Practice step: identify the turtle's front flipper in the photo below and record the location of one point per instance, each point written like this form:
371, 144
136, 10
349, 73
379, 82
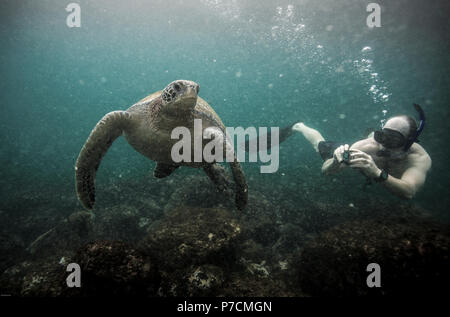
────────
= What to do =
Put every line of the rows above into a JSON list of strings, one string per line, with blank lines dropped. Leave the pictures out.

= Task response =
[
  "Practice step: identify the turtle's front flipper in the photo below and record the location of one point per instance, each point written like this form:",
  "371, 144",
  "136, 10",
  "349, 73",
  "379, 82"
]